▶ [Assignment 1]
Reproduce the part of the HGVS nomenclature text between "Descriptions like g.123del3" and "r.[76a>c,73_88del] (see RNA)", inclusive.
▶ [Assignment 2]
Continue the HGVS nomenclature text from the point where it stops.

The correct description to indicate a deletion of coding DNA nucleotides 12 to 14 is c.12_14del. Not correct is c.12-14del, this describes a deletion of nucleotide -14 in the intron directly 5’ of nucleotide c.12 (see Numbering).
- Deletion - do you indicate the first and last residue involved in a deletion?
Descriptions like g.123del3 are not allowed, correct is g.123_125del (see Deletion).
- Describe always at DNA-level - do you describe all changes reported at DNA-level?
All changes reported must be described at DNA-level
- when descriptions at protein level are given in the text, upon first appearance, use a format like “c.76G>T (p.(Gly26Cys), RNA not analysed)” or “c.76G>T (r.76g>u p.Gly26Cys)”
- RNA level descriptions
HGVS nomenclature includes recommendations for the description of changes detected at the RNA level (see Recommendations).
- several transcripts derived from one allele are described using the format r.[76a>c,73_88del] (see RNA)
- protein level descriptions
- the protein reference sequence should represent the primary translation product, not a processed mature protein, and thus include the starting Methionine and a signal peptide sequence
- the recommendation is to use three letter amino acid code (see Protein)

▶ [Data records]
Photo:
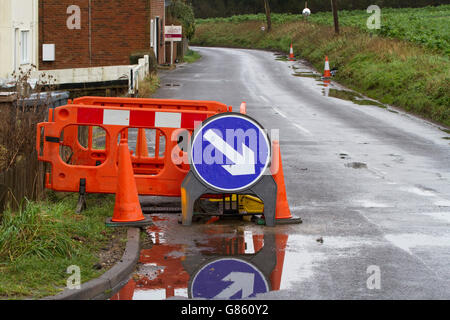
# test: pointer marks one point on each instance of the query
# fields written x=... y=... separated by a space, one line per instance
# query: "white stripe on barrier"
x=116 y=117
x=167 y=120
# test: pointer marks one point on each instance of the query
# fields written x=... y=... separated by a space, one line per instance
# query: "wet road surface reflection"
x=219 y=260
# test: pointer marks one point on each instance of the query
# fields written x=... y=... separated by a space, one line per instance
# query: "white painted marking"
x=370 y=204
x=421 y=192
x=168 y=120
x=244 y=164
x=303 y=129
x=442 y=203
x=265 y=99
x=306 y=131
x=116 y=117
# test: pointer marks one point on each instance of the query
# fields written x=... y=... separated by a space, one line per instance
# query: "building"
x=79 y=40
x=96 y=33
x=18 y=35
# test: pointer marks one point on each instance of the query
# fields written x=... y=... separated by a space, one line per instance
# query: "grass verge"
x=191 y=56
x=149 y=86
x=392 y=71
x=39 y=242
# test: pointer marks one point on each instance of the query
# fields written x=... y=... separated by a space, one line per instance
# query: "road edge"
x=112 y=280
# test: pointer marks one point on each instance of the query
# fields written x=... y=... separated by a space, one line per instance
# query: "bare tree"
x=335 y=16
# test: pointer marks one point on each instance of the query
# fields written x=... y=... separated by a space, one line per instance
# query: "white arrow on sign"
x=244 y=163
x=241 y=281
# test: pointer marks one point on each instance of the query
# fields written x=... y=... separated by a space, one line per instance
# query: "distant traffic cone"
x=327 y=72
x=291 y=54
x=282 y=209
x=127 y=210
x=326 y=87
x=141 y=145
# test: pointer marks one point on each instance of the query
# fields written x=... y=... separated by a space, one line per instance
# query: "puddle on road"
x=307 y=75
x=356 y=165
x=219 y=261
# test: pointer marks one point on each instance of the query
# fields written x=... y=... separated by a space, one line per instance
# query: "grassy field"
x=395 y=70
x=39 y=242
x=428 y=26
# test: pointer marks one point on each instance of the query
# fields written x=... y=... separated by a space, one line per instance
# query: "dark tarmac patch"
x=306 y=75
x=355 y=98
x=356 y=165
x=282 y=58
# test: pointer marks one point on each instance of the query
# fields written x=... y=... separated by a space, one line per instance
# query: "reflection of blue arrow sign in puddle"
x=228 y=278
x=230 y=152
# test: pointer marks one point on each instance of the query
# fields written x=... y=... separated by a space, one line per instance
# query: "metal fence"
x=24 y=180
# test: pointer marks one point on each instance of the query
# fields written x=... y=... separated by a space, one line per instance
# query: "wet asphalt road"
x=373 y=183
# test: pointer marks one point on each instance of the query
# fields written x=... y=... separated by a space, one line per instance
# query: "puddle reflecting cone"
x=282 y=210
x=326 y=89
x=275 y=276
x=291 y=53
x=141 y=148
x=327 y=71
x=127 y=209
x=127 y=291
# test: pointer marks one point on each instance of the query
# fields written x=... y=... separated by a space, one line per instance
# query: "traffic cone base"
x=327 y=71
x=282 y=210
x=143 y=223
x=127 y=209
x=291 y=54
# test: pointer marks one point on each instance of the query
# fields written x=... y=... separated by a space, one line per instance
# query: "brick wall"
x=118 y=28
x=157 y=9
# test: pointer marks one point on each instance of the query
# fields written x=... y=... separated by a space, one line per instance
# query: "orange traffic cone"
x=282 y=210
x=291 y=54
x=127 y=210
x=327 y=72
x=141 y=145
x=326 y=87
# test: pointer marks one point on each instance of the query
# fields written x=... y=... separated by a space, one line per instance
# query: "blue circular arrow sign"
x=228 y=278
x=230 y=152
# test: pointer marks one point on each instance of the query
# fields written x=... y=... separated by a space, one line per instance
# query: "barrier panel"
x=80 y=141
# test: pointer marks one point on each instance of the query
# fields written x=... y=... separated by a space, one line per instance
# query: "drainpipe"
x=90 y=36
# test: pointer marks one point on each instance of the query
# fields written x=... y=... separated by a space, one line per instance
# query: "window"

▶ [Exercise response 1]
Descriptions like g.123del3 are not allowed, correct is g.123_125del (see Deletion).
- Describe always at DNA-level - do you describe all changes reported at DNA-level?
All changes reported must be described at DNA-level
- when descriptions at protein level are given in the text, upon first appearance, use a format like “c.76G>T (p.(Gly26Cys), RNA not analysed)” or “c.76G>T (r.76g>u p.Gly26Cys)”
- RNA level descriptions
HGVS nomenclature includes recommendations for the description of changes detected at the RNA level (see Recommendations).
- several transcripts derived from one allele are described using the format r.[76a>c,73_88del] (see RNA)

▶ [Exercise response 2]
- “Ter” or “*” should be used to indicate a translation stop codon; the X should not be used (see Protein)
- predicted “silent” protein level variants are described as p.(Leu54=), not as p.Leu54Leu or p.54L/L).
- the description p.(Met1Val) is not allowed (see Protein)
- Mutation / polymorphism
Do not use the terms “mutation” or “polymorphism” (see General recommendations)
- “polymorphic” variants should not be described using the “/” (slash), describe them as normal variants like c.127A>G and p.(Ile43Val).
- Recessive diseases - do you clearly describe which changes are found in which combination?
A publication describing variants in patients suffering from a recessive phenotype should, for each individual, explicitly mention which variants were found and in which combination (per allele).
-
- Tabular overview - is the overview of all changes reported clear and complete?
- Preferably, a publication contains a tabular overview of all variants reported. This overview contains columns describing the change at the DNA-level (absolutely essential) and, optional, at the RNA and protein level.
- When data on RNA and/or protein level are provided, it should be made clear whether the data were deduced or experimentally verified (i.e. state explicitly when RNA was analysed, e.g. to study the consequences of a variant affecting splicing).
- Make sure predicted consequences at protein level are reported in parentheses, like p.(Arg123Ser).
13 Variant types
- When giving numbers regarding the types of variants identified do not mix numbers at DNA, RNA and protein level. Give numbers separately for DNA, RNA and protein. Where would you list a substitution at DNA level, giving a deletion at RNA level (since it affects splicing) and a frame shift at protein level?
- Pathogenic
Be careful when using the term “pathogenic” (see General recommendations). A variant in itself is not “pathogenic”, whether it can be causally related to a phenotype observed in a patient is determined by other factors.